** Start ENTRIES SUPPLIED **

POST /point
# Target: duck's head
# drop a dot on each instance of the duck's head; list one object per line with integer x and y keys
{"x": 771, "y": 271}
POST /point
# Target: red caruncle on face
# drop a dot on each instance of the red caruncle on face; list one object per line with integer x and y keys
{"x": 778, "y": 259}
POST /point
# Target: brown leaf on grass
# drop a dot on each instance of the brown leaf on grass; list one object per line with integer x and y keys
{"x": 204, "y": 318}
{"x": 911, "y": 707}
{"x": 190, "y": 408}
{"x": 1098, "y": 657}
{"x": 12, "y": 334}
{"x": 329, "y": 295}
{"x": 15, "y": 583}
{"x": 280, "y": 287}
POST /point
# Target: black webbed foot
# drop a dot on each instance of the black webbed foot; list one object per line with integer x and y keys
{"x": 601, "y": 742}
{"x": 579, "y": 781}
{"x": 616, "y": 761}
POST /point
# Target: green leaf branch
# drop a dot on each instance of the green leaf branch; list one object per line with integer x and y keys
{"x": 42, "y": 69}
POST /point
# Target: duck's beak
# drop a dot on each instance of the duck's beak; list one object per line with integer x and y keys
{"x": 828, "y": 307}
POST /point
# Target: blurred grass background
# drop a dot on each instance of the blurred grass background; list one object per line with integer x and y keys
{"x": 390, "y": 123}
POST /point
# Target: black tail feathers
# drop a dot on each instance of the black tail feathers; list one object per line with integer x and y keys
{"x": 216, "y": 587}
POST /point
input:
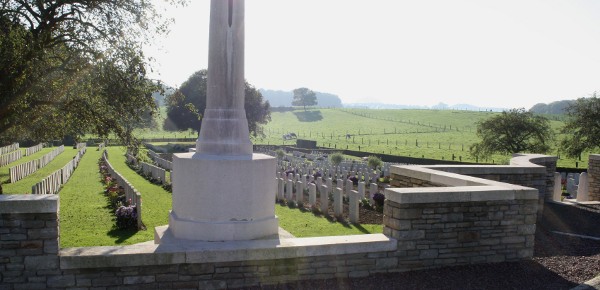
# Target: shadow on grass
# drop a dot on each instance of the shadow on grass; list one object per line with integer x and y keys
{"x": 309, "y": 116}
{"x": 121, "y": 235}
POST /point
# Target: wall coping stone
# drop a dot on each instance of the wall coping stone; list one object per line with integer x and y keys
{"x": 28, "y": 203}
{"x": 456, "y": 187}
{"x": 217, "y": 252}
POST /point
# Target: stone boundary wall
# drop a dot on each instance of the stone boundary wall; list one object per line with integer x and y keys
{"x": 442, "y": 227}
{"x": 29, "y": 241}
{"x": 467, "y": 221}
{"x": 594, "y": 177}
{"x": 529, "y": 170}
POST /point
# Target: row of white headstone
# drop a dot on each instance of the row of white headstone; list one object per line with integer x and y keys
{"x": 294, "y": 188}
{"x": 23, "y": 170}
{"x": 155, "y": 171}
{"x": 159, "y": 161}
{"x": 577, "y": 186}
{"x": 78, "y": 146}
{"x": 133, "y": 196}
{"x": 9, "y": 148}
{"x": 33, "y": 149}
{"x": 53, "y": 183}
{"x": 10, "y": 157}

** End ENTRIES SUPPLIED **

◆ **WHAT YOU SHOULD DO**
Reproduce all entries without any change, and omit the pictures.

◆ **SOLUTION TO THE EXERCISE**
POST /point
# Target: duck's head
# drop a dot on each instance of the duck's head; list one object per line with integer x and y keys
{"x": 771, "y": 271}
POST /point
# Target: red caruncle on face
# drop a dot on each instance of the red caruncle on face; list one object per line with integer x and y keys
{"x": 778, "y": 259}
POST /point
# Target: brown leaf on grass
# drop a dot on each instance of the brown leaf on grass; list one object per line with integer x and y keys
{"x": 204, "y": 318}
{"x": 911, "y": 707}
{"x": 190, "y": 408}
{"x": 1098, "y": 657}
{"x": 12, "y": 334}
{"x": 329, "y": 295}
{"x": 15, "y": 583}
{"x": 280, "y": 287}
POST /point
# Target: black webbed foot
# drop a dot on each instance of the black webbed foot; list one object per line with integer x and y keys
{"x": 601, "y": 742}
{"x": 579, "y": 781}
{"x": 616, "y": 761}
POST /point
# Target: green leaf branch
# drop a dot on each instance of the green leaf branch; list one object per line with integer x and y keys
{"x": 42, "y": 69}
POST /point
# Target: duck's beak
# drop a dot on each instance of the duck's beak; list one object per line with integer x and y keys
{"x": 828, "y": 307}
POST /point
# Target: blurred grass background
# drop a dot on each instance of the blurred grass background; list one object per line with integer x and y keys
{"x": 390, "y": 123}
POST /point
# Target: black tail feathers
# drop a dot on each instance of the black tail feathers; list one object per line with integer x and y keys
{"x": 216, "y": 587}
POST /point
input:
# Target: shadow on grass
# drop a dot on each instance of the shadow on grass; list one object per line with integer x and y keys
{"x": 309, "y": 116}
{"x": 121, "y": 235}
POST /point
# Target: wall coping stone
# drop a dot on each instance of the wall coping stone; list one object per line with integer x and y keys
{"x": 28, "y": 203}
{"x": 456, "y": 187}
{"x": 217, "y": 252}
POST /point
# Target: stone boundary wall
# drop a dot on each instance of the stone boundary wall; list one object per line with integer x and y keys
{"x": 442, "y": 227}
{"x": 29, "y": 241}
{"x": 467, "y": 221}
{"x": 594, "y": 177}
{"x": 529, "y": 170}
POST /point
# Target: row of white headstone
# drop a dot on each instance of the row of white headstone; list one object per line with integer x and y keys
{"x": 294, "y": 188}
{"x": 23, "y": 170}
{"x": 155, "y": 171}
{"x": 159, "y": 161}
{"x": 577, "y": 186}
{"x": 78, "y": 146}
{"x": 133, "y": 196}
{"x": 9, "y": 148}
{"x": 33, "y": 149}
{"x": 53, "y": 183}
{"x": 10, "y": 157}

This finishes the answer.